Here, I arbitrarily chose to define the numbers from zero to nine, but you could go on for as long as you care.

You can also convert these Church-encoded numbers to primitive `int`

values, like this:

public static int Count(this INaturalNumber n) { return n.Match( 0, p => 1 + p.Count()); }

Here are some examples from a C# Interactive session:

> NaturalNumber.Zero.Count() 0 > NaturalNumber.One.Count() 1 > NaturalNumber.Seven.Count() 7

The implementation of `Count`

is recursive. When `n`

is a `Zero`

instance, it'll return the first argument (`0`

), but when it's a `Successor`

, it'll invoke the lambda expression `p => 1 + p.Count()`

. Notice that this lambda expression recursively calls `Count`

on `p`

, which is the `Successor`

's `predecessor`

. It'll keep doing that until it reaches a `Zero`

instance.

Recursion is a central part of the lambda calculus; you can't do anything useful without it. If you're a C# or Java programmer, you may be concerned, because recursion tends to be problematic in such languages. Deeply recursive functions will sooner or later crash because of a stack overflow.

You shouldn't, however, be concerned. First, I'm not trying to convince you to write all your future C# or Java code using Church-encoded numbers and Boolean values. The point of this article series is to investigate the fundamentals of computations, and to gain a better understanding of sum types. As such, the code examples presented here are only demonstrations of the underlying principles. Lambda calculus itself serves the same purpose: it's a universal model of computation; it wasn't intended to be a practical programming language - in fact, there were no programmable computers in 1936.

Furthermore, the problem with recursion causing stack overflow isn't universal. Languages like F# and Haskell support tail recursion, thereby enabling recursive functions to run to arbitrary depths.

- - - - -

== Written problem 1 ==
Reproduce the Church-encoded numbers text starting with "Recursion is a" and going on through "a stack overflow.", substituting "troublesome" for "problematic".
== Written problem 2 ==
According to the Church-encoded numbers text, what feature of F# and Haskell lets recursive functions run to arbitrary depths?
== Written problem 3 ==
Name every programming language mentioned in the Church-encoded numbers text.
The lines that come next have no connection to the text above.

(Dataset excerpt)
- - - - -

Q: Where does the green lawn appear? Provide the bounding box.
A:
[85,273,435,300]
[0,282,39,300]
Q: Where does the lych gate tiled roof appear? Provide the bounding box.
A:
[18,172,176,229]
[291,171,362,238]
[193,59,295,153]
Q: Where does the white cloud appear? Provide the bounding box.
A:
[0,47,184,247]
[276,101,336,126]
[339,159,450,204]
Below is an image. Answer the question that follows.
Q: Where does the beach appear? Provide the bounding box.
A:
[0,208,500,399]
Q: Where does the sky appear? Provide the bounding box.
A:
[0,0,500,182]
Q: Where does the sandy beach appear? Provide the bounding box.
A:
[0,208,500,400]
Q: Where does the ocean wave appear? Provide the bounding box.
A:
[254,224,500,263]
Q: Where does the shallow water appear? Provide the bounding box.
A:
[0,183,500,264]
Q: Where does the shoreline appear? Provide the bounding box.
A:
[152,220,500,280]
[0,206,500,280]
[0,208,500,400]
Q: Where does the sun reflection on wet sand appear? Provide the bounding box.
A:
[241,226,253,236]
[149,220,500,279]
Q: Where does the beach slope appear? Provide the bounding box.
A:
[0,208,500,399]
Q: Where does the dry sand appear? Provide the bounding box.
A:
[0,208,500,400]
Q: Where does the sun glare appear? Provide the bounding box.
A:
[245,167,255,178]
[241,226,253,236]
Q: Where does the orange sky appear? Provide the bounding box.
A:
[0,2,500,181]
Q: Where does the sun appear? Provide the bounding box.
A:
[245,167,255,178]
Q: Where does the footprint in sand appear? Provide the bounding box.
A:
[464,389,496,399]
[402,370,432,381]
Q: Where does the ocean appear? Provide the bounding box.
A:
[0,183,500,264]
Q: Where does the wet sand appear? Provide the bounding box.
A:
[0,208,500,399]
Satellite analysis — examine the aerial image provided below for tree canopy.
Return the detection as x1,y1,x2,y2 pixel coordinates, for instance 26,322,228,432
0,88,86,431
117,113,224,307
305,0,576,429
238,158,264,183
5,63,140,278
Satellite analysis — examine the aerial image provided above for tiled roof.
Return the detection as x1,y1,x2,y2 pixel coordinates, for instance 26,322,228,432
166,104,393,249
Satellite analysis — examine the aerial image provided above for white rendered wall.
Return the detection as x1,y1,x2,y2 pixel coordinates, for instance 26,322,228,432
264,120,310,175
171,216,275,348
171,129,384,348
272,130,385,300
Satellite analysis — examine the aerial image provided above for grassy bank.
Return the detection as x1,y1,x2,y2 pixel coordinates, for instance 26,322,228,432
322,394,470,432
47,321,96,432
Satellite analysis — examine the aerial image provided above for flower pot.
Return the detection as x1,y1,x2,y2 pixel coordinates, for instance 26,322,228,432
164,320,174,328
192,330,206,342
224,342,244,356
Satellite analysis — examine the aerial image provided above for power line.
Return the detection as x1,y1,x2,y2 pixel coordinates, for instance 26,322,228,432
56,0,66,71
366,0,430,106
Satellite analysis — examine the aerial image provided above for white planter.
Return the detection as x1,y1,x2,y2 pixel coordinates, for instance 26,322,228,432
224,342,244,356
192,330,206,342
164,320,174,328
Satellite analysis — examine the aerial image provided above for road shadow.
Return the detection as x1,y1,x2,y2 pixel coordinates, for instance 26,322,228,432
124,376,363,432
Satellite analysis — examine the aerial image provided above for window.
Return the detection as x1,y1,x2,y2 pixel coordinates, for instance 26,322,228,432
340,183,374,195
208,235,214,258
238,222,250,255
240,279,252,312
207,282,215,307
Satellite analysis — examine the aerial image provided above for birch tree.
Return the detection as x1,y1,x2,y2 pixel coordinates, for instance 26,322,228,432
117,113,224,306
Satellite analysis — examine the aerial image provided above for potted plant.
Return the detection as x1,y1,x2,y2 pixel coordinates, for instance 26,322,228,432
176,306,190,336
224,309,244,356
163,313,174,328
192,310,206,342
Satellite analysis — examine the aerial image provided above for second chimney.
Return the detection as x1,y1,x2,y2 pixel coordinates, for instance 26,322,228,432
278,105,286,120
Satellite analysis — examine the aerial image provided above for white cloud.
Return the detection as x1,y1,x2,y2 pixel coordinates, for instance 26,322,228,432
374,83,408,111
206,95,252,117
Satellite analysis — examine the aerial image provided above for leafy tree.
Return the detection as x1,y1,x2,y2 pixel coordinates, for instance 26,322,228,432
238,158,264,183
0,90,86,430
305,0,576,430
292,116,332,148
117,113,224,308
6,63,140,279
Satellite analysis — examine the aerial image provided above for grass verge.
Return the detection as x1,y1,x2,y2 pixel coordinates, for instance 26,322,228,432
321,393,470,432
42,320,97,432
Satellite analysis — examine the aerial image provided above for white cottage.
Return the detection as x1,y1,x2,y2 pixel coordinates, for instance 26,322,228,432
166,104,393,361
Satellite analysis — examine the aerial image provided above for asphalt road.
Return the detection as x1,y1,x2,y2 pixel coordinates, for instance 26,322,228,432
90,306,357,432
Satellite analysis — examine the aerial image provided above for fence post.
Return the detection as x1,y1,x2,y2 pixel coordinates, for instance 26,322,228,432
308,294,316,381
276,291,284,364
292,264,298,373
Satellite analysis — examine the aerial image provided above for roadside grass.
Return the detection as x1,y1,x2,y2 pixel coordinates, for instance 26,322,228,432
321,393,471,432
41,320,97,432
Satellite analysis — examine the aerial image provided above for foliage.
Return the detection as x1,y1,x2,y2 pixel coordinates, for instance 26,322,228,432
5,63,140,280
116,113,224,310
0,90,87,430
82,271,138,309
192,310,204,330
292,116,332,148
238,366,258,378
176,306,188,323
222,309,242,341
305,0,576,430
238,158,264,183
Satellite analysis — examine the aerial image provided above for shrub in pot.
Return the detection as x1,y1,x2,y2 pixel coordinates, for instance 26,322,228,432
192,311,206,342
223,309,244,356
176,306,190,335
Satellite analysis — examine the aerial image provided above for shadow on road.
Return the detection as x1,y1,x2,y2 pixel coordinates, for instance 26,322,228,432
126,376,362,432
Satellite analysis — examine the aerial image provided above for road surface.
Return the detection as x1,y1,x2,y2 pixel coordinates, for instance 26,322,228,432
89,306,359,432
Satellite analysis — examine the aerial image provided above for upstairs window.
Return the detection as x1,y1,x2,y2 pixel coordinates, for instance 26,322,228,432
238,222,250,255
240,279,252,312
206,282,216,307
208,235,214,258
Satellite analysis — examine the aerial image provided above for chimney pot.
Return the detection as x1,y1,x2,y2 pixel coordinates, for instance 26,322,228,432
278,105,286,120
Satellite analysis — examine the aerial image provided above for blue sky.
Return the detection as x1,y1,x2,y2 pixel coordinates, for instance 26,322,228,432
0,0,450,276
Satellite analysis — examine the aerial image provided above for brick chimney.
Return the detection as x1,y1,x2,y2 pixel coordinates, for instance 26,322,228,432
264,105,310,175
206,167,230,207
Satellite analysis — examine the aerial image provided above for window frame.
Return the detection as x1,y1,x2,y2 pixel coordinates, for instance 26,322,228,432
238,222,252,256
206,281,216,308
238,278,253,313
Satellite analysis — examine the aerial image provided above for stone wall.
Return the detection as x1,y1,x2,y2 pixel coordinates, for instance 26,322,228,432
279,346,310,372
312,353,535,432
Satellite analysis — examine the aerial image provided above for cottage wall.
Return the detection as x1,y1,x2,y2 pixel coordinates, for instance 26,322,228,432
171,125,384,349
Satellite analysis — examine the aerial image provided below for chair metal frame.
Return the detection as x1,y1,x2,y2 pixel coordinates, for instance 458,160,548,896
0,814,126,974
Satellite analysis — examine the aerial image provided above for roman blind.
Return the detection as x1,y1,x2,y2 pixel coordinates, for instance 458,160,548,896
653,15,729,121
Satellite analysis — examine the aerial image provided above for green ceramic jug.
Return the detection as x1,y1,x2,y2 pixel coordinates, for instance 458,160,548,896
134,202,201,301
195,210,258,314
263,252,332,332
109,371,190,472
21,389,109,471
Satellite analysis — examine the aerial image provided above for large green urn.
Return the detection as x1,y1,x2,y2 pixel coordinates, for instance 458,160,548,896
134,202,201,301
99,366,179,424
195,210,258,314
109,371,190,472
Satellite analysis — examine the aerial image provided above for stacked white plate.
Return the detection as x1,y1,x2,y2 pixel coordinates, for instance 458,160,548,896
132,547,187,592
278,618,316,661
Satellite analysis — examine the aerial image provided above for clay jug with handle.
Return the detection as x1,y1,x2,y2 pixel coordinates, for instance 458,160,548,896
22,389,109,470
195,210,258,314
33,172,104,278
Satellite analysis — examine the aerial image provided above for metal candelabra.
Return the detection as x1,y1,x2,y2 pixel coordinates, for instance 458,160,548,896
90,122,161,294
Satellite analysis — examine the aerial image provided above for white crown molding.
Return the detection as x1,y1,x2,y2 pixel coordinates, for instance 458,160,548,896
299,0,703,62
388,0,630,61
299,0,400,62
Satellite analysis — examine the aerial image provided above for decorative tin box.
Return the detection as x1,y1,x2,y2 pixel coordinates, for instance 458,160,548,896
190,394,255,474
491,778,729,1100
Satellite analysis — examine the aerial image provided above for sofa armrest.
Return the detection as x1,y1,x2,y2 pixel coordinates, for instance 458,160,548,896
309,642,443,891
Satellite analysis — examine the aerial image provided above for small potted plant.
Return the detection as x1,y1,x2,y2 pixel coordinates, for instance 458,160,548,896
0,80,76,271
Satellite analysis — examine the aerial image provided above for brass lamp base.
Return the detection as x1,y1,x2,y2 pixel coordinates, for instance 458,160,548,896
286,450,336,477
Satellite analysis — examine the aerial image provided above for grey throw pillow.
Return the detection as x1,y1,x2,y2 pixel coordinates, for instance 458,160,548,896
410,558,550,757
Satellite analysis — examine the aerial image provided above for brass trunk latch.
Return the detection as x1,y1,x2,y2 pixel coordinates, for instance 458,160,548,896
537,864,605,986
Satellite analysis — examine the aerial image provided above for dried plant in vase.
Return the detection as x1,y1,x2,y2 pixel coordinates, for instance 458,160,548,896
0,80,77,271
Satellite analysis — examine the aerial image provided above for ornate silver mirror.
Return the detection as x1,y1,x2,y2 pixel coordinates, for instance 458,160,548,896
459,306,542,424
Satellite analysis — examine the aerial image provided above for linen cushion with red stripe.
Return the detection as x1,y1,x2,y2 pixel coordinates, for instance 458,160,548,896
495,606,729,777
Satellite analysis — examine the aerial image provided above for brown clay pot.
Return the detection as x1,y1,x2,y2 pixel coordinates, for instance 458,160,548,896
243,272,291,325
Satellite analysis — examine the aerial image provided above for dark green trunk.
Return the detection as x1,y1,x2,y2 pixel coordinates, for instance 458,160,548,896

- - - - -

== Written response 1 ==
Recursion is a central part of the lambda calculus; you can't do anything useful without it. If you're a C# or Java programmer, you may be concerned, because recursion tends to be troublesome in such languages. Deeply recursive functions will sooner or later crash because of a stack overflow.

== Written response 2 ==
Tail recursion

== Written response 3 ==
C#, Java, F#, Haskell